WHAT IS EXPECTED:
Render the lines of the items below as a JSON list of strings, with one string per line and blank lines omitted.

INPUT MATERIAL:

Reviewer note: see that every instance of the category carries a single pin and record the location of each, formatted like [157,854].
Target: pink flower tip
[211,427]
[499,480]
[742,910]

ANSWER TO THIS PROBLEM:
[
  "Reviewer note: see that every instance of the category carries a single pin and record the location of each, formatted like [157,854].",
  "Target: pink flower tip",
  "[211,427]",
  "[499,480]",
  "[742,910]"
]